┏━━

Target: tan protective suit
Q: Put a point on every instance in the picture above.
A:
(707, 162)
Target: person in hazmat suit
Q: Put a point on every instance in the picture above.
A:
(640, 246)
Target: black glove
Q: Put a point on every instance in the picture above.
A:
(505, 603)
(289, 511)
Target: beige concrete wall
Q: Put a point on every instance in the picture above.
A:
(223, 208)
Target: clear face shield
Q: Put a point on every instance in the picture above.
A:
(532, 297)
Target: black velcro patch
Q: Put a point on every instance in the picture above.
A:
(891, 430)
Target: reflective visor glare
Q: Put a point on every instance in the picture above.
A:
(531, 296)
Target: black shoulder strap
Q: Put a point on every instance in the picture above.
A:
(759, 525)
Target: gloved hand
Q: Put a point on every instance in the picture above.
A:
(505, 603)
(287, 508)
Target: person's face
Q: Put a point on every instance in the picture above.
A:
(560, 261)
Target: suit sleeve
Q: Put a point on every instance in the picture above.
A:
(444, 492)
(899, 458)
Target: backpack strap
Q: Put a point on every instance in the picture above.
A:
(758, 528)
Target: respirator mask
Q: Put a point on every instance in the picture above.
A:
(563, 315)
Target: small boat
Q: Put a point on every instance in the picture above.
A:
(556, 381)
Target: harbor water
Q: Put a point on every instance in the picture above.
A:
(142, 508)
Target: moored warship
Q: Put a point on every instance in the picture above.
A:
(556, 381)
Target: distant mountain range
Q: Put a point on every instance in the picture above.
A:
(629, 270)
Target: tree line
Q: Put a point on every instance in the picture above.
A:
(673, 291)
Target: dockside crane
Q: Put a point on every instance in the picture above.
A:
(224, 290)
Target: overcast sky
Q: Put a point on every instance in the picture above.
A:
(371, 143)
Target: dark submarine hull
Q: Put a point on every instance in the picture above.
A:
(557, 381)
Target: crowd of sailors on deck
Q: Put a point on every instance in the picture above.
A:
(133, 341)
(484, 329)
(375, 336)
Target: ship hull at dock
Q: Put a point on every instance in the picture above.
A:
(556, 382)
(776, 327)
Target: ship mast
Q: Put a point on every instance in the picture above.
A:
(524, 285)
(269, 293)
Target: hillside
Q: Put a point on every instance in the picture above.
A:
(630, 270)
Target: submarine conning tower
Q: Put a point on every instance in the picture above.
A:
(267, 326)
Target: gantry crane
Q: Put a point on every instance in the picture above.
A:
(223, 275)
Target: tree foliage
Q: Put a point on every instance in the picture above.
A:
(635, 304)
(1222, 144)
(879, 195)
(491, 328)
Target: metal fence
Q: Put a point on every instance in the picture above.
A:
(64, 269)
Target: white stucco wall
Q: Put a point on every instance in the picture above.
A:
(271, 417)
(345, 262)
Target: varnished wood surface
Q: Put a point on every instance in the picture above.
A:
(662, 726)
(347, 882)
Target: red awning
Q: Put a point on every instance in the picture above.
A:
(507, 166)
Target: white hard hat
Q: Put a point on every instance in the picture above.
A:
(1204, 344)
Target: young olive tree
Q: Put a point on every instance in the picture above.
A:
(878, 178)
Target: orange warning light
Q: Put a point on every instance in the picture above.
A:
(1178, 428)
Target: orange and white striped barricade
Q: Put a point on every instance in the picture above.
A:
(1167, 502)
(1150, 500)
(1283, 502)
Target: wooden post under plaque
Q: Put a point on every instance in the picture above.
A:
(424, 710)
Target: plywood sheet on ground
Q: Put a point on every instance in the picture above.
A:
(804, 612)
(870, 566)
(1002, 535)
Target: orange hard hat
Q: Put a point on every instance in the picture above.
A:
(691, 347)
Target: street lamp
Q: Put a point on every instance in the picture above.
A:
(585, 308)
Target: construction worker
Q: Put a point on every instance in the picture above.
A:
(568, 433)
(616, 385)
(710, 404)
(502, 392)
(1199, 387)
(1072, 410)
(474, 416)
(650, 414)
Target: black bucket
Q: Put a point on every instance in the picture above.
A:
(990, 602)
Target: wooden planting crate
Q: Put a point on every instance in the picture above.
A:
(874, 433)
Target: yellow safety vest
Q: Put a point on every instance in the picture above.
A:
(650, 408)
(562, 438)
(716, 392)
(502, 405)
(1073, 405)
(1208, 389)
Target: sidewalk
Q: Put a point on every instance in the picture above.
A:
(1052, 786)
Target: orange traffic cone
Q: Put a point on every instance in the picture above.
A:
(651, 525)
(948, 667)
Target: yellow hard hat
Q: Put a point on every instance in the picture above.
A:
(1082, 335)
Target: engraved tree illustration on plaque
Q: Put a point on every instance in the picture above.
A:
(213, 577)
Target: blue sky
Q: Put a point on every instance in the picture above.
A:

┗━━

◆ What is being asked
All of the data must be returned exactly.

◆ Final result
Target: tan protective suit
Q: Put a point on every instance in the picture above.
A:
(707, 162)
Target: person in hazmat suit
Q: Put a point on every instance in the picture above.
A:
(640, 246)
Target: black glove
Q: Put a point on every instance in the picture above.
A:
(505, 603)
(289, 511)
Target: beige concrete wall
Q: Put a point on every instance in the picture above.
A:
(223, 208)
Target: clear face shield
Q: Put a point on every instance in the picture above.
A:
(532, 297)
Target: black velcro patch
Q: Put a point on every instance in the picture above.
A:
(891, 430)
Target: reflective visor glare
Q: Put a point on every instance in the picture above.
A:
(531, 296)
Target: black shoulder strap
Q: Put a point on every instance in the picture above.
A:
(759, 525)
Target: gloved hand
Q: Put a point on every instance in the picture above.
A:
(505, 603)
(287, 508)
Target: person's face
Q: Put a point on every instance in the picture above.
A:
(560, 261)
Target: suit sleeve
Q: Put a point on every instance in the picture above.
A:
(444, 492)
(899, 458)
Target: backpack strap
Q: Put a point on every instance in the picture above.
A:
(758, 528)
Target: respirator mask
Q: Put a point on every instance in the picture above.
A:
(563, 315)
Target: small boat
Q: Put a point on every instance in the picture above.
A:
(556, 381)
Target: harbor water
Q: Put a point on every instance in the picture above.
A:
(142, 508)
Target: moored warship
Q: Put a point on every instance in the picture above.
A:
(556, 381)
Target: distant mountain range
Q: Put a point on every instance in the picture above.
A:
(629, 270)
Target: tree line
Q: Put a point on every instance in the picture above.
A:
(673, 291)
Target: dockside crane
Q: Put a point on every instance in the picture above.
A:
(224, 290)
Target: overcast sky
Q: Put a point on every instance in the picture above.
A:
(371, 143)
Target: dark submarine hull
Q: Put a point on every instance in the picture above.
A:
(557, 381)
Target: crowd of sailors on deck
Q: Put a point on every instance in the picture above.
A:
(133, 341)
(484, 329)
(375, 336)
Target: ship hull at dock
Q: Put a point on every instance in the picture above.
A:
(556, 382)
(776, 327)
Target: ship mast
Q: Put a point on every instance in the picture above.
A:
(524, 285)
(269, 293)
Target: hillside
Q: Put a point on every instance in the picture above.
A:
(630, 270)
Target: submarine conning tower
Q: Put a point on every instance in the picture above.
A:
(267, 326)
Target: gantry crane
Q: Put a point on every instance in the picture above.
A:
(223, 275)
Target: tree foliage
Q: Put a point on every instance in the picture above.
A:
(635, 304)
(1222, 144)
(879, 195)
(491, 328)
Target: metal fence
Q: Put a point on every instance in the picture above.
A:
(64, 269)
Target: white stucco wall
Q: Put a point on every instance in the picture above.
A:
(271, 417)
(345, 262)
Target: varnished wood surface
Q: Put a point on every instance in the picture above.
A:
(662, 726)
(347, 882)
Target: red awning
Q: Put a point on every instance in the picture above.
A:
(507, 166)
Target: white hard hat
Q: Put a point on every instance in the picture above.
A:
(1204, 344)
Target: young olive tree
Q: Put a point on every instance in the picture above.
A:
(878, 178)
Target: orange warning light
Q: Put a point on every instance in the picture above.
A:
(1178, 428)
Target: orange and white striped barricade
Q: Put a point on every instance in the picture above.
A:
(1167, 502)
(1150, 500)
(1283, 502)
Target: wooden post under plaque
Q: Put a point on every instance in the picture above.
A:
(424, 710)
Target: plywood sheet on ground
Q: Put a point on every instance in the picture above.
A:
(804, 612)
(870, 566)
(1002, 535)
Target: orange hard hat
Q: Put a point on every instance in the picture above.
A:
(691, 347)
Target: street lamp
Q: Put a point on every instance in the picture above.
A:
(585, 308)
Target: construction worker
Q: Put a point on every instance in the picture above.
A:
(568, 433)
(616, 385)
(710, 404)
(502, 392)
(1199, 387)
(1072, 410)
(474, 416)
(650, 414)
Target: black bucket
Q: Put a point on every instance in the picture above.
A:
(990, 602)
Target: wooden planting crate
Q: Put a point on every instance in the picture above.
A:
(874, 433)
Target: yellow safety vest
Q: Put a point on every instance in the picture above.
A:
(650, 408)
(562, 438)
(716, 392)
(502, 405)
(1073, 405)
(1208, 389)
Target: sidewalk
Q: Put a point on every instance in the picture above.
A:
(1052, 786)
Target: orange traffic cone
Q: Put a point on every instance in the picture above.
A:
(651, 525)
(948, 667)
Target: yellow hard hat
Q: Put a point on every instance in the picture above.
A:
(1082, 335)
Target: engraved tree illustration on plaque
Q: Put a point on every instance in the picture above.
A:
(213, 577)
Target: blue sky
Q: Put a point on every instance in the picture above.
A:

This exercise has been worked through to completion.